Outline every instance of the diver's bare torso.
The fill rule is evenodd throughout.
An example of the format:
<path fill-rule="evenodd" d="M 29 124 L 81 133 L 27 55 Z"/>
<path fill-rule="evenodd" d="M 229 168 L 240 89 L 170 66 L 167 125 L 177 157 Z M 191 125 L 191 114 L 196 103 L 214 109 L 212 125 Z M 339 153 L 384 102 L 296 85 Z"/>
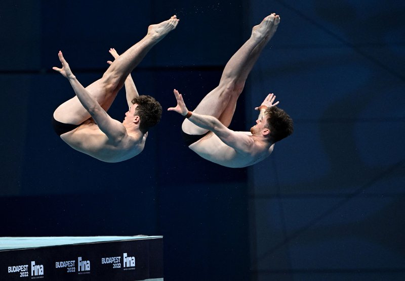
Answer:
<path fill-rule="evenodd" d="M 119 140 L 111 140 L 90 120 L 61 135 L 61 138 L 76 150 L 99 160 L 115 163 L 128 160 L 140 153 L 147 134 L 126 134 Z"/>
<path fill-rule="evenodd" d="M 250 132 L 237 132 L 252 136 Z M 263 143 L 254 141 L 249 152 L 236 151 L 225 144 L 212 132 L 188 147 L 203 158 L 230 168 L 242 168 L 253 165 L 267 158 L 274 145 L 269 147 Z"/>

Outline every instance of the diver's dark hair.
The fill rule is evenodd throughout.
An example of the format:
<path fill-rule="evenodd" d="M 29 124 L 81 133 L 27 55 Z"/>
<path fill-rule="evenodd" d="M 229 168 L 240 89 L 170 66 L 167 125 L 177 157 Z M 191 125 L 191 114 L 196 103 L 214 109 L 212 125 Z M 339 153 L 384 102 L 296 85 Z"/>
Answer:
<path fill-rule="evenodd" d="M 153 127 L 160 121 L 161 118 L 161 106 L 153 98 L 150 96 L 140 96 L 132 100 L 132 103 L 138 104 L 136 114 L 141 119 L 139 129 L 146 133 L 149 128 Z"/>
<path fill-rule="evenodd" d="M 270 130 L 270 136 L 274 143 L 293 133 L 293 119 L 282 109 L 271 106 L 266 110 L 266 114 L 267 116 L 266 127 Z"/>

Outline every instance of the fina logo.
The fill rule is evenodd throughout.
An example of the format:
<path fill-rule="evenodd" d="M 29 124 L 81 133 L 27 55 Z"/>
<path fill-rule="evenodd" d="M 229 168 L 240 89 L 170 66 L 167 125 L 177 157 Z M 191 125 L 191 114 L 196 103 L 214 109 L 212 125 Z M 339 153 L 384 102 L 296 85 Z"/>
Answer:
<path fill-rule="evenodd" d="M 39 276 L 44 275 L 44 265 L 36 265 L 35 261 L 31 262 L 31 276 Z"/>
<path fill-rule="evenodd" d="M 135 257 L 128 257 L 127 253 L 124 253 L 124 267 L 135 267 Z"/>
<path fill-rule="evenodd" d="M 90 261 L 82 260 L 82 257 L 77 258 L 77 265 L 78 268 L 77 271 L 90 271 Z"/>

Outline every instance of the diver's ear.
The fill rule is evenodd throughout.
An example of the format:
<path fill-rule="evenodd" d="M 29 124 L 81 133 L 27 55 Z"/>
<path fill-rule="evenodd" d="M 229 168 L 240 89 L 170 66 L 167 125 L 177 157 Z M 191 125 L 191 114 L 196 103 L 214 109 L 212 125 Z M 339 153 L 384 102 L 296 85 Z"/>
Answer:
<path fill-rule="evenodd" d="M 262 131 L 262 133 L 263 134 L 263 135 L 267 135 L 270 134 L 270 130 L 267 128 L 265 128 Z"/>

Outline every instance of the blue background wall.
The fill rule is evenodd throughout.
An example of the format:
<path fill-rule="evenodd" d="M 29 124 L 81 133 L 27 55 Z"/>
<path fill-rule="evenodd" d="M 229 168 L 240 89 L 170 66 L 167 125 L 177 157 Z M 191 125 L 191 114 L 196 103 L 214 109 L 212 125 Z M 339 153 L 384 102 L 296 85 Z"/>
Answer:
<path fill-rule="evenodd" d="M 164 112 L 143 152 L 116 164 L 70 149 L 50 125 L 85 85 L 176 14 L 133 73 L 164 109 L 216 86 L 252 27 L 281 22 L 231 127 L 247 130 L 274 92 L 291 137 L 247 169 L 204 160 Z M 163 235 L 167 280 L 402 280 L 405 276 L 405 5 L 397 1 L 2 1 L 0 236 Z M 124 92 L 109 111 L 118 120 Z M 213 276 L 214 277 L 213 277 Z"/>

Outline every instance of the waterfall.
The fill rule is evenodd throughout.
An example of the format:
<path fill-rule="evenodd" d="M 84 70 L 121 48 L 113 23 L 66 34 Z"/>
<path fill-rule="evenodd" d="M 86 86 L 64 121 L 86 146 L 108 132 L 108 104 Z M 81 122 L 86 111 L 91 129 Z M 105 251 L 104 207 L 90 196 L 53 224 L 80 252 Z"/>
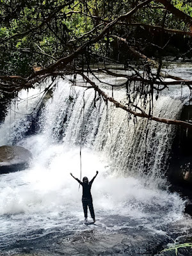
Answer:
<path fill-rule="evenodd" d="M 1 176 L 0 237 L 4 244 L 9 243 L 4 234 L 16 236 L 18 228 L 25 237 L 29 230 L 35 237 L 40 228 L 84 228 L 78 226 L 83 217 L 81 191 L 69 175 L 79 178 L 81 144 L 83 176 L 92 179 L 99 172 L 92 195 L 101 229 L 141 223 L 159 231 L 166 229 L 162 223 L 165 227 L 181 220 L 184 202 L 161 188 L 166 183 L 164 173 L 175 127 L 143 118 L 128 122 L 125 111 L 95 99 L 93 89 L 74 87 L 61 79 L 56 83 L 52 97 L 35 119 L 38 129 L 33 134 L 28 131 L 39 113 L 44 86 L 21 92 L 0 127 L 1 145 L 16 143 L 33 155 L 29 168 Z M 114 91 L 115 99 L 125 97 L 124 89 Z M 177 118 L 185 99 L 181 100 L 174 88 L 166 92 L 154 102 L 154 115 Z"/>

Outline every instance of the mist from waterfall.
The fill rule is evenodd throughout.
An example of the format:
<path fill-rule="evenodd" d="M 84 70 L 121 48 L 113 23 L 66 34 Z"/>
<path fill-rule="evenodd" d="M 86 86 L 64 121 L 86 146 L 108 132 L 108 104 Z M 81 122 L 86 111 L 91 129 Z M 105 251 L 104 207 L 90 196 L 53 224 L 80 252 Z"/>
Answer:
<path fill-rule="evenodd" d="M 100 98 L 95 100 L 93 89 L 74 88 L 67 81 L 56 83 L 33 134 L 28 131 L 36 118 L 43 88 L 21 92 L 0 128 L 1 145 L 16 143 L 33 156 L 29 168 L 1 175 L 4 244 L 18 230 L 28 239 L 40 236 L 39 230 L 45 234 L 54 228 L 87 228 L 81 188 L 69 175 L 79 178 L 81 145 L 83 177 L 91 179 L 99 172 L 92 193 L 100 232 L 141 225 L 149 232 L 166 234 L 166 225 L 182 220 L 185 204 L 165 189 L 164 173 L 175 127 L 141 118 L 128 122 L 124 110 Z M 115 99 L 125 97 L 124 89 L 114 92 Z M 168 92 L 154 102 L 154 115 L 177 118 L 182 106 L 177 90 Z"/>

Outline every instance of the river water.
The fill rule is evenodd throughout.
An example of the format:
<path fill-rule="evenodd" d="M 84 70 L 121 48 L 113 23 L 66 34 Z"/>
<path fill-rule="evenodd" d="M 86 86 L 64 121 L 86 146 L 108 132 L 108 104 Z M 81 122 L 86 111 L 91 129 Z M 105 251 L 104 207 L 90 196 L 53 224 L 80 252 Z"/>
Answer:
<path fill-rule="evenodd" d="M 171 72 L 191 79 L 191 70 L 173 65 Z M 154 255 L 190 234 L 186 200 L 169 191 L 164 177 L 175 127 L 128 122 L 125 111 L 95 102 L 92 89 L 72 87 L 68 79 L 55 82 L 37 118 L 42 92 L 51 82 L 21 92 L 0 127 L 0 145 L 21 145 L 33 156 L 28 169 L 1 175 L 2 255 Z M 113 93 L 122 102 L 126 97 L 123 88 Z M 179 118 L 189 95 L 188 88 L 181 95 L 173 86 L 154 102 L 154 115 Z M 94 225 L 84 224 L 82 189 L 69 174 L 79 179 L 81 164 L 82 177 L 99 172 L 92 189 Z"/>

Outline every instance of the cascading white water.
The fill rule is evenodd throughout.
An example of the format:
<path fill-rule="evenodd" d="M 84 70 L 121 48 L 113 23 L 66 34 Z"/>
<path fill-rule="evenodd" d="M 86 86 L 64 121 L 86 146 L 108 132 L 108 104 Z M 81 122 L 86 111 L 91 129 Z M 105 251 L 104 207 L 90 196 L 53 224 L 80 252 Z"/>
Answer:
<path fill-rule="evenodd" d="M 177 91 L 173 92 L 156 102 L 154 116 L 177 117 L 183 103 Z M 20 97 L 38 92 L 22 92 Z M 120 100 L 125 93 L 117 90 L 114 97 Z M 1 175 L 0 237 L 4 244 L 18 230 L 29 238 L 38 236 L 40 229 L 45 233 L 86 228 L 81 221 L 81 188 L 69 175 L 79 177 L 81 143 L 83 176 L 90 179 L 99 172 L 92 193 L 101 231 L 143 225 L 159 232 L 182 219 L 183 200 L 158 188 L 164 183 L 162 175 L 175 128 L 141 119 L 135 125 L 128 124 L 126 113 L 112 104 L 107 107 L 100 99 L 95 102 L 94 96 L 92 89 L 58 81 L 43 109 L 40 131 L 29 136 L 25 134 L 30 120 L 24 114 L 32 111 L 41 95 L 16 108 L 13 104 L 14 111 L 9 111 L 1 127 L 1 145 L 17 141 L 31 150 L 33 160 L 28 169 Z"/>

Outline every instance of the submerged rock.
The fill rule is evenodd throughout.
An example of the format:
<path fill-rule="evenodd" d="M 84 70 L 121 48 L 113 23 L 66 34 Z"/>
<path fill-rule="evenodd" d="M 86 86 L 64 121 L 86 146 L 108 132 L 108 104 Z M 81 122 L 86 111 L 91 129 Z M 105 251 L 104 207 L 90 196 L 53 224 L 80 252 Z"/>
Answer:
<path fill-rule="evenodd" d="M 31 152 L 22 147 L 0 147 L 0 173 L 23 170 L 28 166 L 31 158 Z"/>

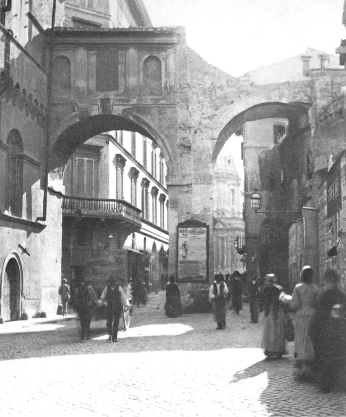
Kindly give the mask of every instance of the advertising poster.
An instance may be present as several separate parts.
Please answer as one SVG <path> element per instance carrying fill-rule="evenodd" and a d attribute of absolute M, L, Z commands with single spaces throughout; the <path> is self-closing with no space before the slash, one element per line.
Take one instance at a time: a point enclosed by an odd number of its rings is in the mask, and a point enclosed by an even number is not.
———
▶ [WHAT IS BEING ASKED] Give every line from the start of the records through the line holding "250 132 L 237", both included, as a Markdown table with the columns Row and Text. Number each row, skip blank lines, and leave the pictures out.

▶ [CORRECT OUTPUT]
| Row | Text |
|---|---|
| 1 | Outline every instance of the diver's bare torso. |
| 2 | The fill rule is evenodd throughout. |
| 3 | An example of the format: |
| 4 | <path fill-rule="evenodd" d="M 29 124 L 81 133 L 27 55 Z"/> |
| 5 | <path fill-rule="evenodd" d="M 229 168 L 240 89 L 170 66 L 167 125 L 177 157 Z M 191 125 L 191 114 L 196 103 L 214 109 L 212 125 Z M 339 153 L 384 102 L 296 85 Z"/> |
| 6 | Answer: |
| 7 | <path fill-rule="evenodd" d="M 119 140 L 111 140 L 90 120 L 61 135 L 61 138 L 76 150 L 99 160 L 115 163 L 128 160 L 140 153 L 147 134 L 126 134 Z"/> |
| 8 | <path fill-rule="evenodd" d="M 250 132 L 237 132 L 252 136 Z M 263 143 L 254 141 L 249 152 L 236 151 L 225 144 L 212 132 L 188 147 L 203 158 L 230 168 L 242 168 L 253 165 L 267 158 L 274 145 L 269 147 Z"/> |